▶ [Directions]:
Using the news article about the custody case, answer:
1. Which judge dismissed Campoverde's case last December without a hearing?
2. How old is Campoverde, and what is his job?
3. Who is the lawyer for Shiloh's adoptive parents, and where is that lawyer based?

▶ [Reading passage]:

□ □ □

KEPT-IN-DARK DAD WINS NEW CHANCE AT CUSTODY
April 2, 2001, Monday
SECTION: All Editions; Pg. 016 BYLINE: Guart
A state appeals court has breathed new life into a Manhattan man’s battle for custody of his son, whose existence he learned of only after the tot had been adopted.
State Appellate Division Judge Nancy Smith ordered last week that Juan Campoverde be given a hearing in his bid to prove the adoption of his son, Shiloh, was based on fraud.
The toddler is now 20 months old and living in Poughkeepsie with his adoptive parents.
Smith ordered lawyers for the adoptive parents and birth mother to appear before Dutchess County Family Court Judge Peter Forman on April 18, to answer Campoverde’s charges.
Last December, Forman dismissed Campoverde’s case without a hearing.
“I’m excited that I’m going to finally have a chance to be heard,” said Campoverde, a 20-year-old flight attendant. “I was beginning to lose hope.
“You don’t know how much I want to just see my son, to hold him.”
Campoverde’s heart-wrenching saga made headlines last December, when he challenged Shiloh’s adoption on grounds his ex-girlfriend, Sabrina Morabito, and her mother, Roberta Casale, deliberately concealed the baby’s existence.
Morabito, 26, had dated Campoverde for 10 months in 1998 and became pregnant shortly before she broke off their relationship that November.
She gave birth to Shiloh in July 1999, and raised him with her mother in their Staten Island home for eight months before she put him up for adoption.
During those eight months, Campoverde was repeatedly rebuffed when he tried to contact Morabito by phone, by mail and, on one occasion, by visiting her home, court papers allege.
But last August, Casale had a change of heart and told Campoverde about the baby during a phone conversation, the papers claim.
Casale, a teacher, invited Campoverde to her home, gave him a picture of Shiloh and showed him the clothes and toys that had once belonged to the tot.
When Campoverde went to court last December to overturn the adoption and seek custody of his son, Forman refused to hear his case.
In his six-page ruling, Forman blamed Campoverde for not asking Morabito if she was pregnant, even though she had refused to take his calls; for not offering to pay child support; and for not starting paternity proceedings sooner.
“The biological father’s efforts to establish his parental interest must be timely, and that timeliness is guided by the lifetime of the child, not by the onset of the father’s awareness,” Forman wrote.
The case marks the first time in New York state history that a father has challenged an adoption on grounds that his parental rights were violated because of a scheme to keep him in the dark.
If successful at the April 18 hearing, Campoverde could get access to sealed adoption records, after which a “best interest of the child” hearing could be held, either overturning or affirming the adoption.
“We’re gratified that Juan will get his day in court, where a fair decision can be made,” said Campoverde’s lawyer, Susan Chana Lask.
Lask claims Campoverde was stripped of his parental rights without due process and believes the sealed records will show the adoption was improper.
Morabito could not be reached for comment.
Her lawyer, Denise Seidelman, told The Post, “Mr. Campoverde’s insistence on this public battle cannot be in the best interest of the child he professes to care for.”
She added that the original court ruling found the adoption “lawful and in the best interest of the child,” and that it “should be left undisturbed.”
Chana Mesberg, the New Jersey-based lawyer for Shiloh’s adoptive parents, did not return The Post’s calls.
GRAPHIC: -FLASHBACK: How The Post reported the story last Dec. 4.
-LOVE-TUG TOT: Baby Shiloh, now nearly 2 years old.

□ □ □

▶ [Supplied records]:
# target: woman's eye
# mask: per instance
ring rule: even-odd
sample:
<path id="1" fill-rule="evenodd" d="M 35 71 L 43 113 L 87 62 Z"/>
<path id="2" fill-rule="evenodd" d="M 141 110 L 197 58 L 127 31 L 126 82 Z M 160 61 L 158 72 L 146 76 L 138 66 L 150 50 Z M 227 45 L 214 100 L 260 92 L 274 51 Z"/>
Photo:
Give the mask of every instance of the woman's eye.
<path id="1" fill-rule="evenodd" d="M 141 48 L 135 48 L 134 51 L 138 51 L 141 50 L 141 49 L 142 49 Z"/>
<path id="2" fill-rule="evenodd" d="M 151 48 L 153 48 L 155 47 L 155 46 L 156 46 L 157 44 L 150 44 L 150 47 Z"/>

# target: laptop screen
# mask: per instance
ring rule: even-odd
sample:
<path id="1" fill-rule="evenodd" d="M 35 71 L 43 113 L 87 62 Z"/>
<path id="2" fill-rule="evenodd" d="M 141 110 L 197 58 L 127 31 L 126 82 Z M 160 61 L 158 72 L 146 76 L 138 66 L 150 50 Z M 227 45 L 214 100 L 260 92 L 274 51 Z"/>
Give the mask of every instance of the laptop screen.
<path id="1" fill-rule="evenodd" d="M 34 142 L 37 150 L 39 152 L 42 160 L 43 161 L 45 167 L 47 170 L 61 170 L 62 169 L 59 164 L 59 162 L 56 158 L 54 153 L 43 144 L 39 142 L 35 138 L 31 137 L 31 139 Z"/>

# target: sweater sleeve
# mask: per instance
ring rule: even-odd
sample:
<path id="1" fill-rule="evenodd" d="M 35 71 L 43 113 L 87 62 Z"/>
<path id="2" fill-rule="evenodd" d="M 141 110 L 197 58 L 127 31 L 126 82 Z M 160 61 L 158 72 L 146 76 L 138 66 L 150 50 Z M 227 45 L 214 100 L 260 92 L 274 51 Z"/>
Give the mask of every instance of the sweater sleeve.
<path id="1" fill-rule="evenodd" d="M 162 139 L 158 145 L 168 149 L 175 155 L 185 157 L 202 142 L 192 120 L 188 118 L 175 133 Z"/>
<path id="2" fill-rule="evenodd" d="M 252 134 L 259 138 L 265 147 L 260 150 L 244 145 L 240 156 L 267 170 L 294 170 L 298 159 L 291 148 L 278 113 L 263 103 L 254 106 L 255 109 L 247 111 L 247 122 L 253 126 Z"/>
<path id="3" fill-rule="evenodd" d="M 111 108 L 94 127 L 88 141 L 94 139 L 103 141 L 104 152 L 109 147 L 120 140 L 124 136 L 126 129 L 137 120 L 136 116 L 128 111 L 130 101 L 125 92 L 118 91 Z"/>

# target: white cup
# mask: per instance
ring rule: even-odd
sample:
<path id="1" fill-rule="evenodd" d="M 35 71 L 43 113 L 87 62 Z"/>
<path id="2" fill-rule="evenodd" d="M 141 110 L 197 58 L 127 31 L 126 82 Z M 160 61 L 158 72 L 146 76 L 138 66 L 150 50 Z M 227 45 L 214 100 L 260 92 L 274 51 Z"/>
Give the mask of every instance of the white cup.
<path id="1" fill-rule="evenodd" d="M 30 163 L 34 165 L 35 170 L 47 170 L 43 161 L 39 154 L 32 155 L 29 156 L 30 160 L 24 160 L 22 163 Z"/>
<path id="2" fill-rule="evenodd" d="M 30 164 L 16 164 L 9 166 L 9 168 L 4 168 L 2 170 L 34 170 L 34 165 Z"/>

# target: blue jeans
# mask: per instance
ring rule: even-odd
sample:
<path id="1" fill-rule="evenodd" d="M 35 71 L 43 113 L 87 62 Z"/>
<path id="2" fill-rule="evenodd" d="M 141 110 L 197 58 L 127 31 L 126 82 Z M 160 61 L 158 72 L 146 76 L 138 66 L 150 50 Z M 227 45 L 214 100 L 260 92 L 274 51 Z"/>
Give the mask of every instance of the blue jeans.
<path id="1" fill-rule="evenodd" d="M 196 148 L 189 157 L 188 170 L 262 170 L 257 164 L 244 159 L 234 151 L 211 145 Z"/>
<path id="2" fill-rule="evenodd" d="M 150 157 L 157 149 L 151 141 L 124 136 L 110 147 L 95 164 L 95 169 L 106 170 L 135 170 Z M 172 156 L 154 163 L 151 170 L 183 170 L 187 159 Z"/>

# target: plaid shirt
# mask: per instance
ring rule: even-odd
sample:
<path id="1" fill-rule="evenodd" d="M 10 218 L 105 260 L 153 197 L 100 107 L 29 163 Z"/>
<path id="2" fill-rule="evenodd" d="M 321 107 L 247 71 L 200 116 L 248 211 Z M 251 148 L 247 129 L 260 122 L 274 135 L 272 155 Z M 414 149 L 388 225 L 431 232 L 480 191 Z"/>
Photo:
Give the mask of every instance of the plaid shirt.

□ □ □

▶ [Task solution]:
1. Dutchess County Family Court Judge Peter Forman.
2. He is 20 years old and works as a flight attendant.
3. Chana Mesberg, who is based in New Jersey.